(Stored entries)
↓↓↓
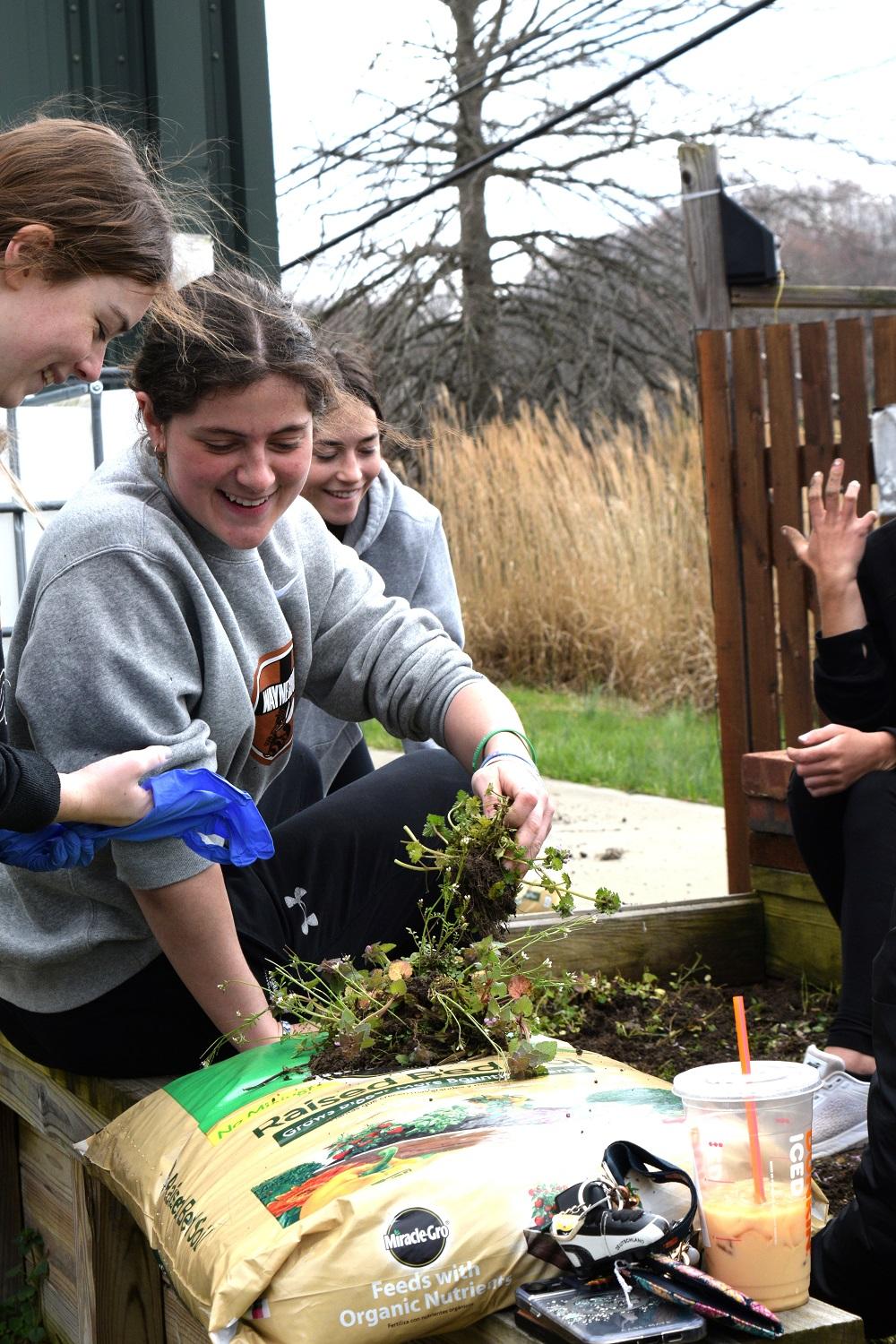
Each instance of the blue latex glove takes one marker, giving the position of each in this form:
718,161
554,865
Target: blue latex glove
191,804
↑↑↑
Print the listing above line for line without changing anything, and leave out the pictures.

## [ANSWER TO THIS PROBLEM]
Each instance of the blue latex glove takes one marker, giving the position of each in this form:
718,161
554,865
Target: blue latex glove
191,804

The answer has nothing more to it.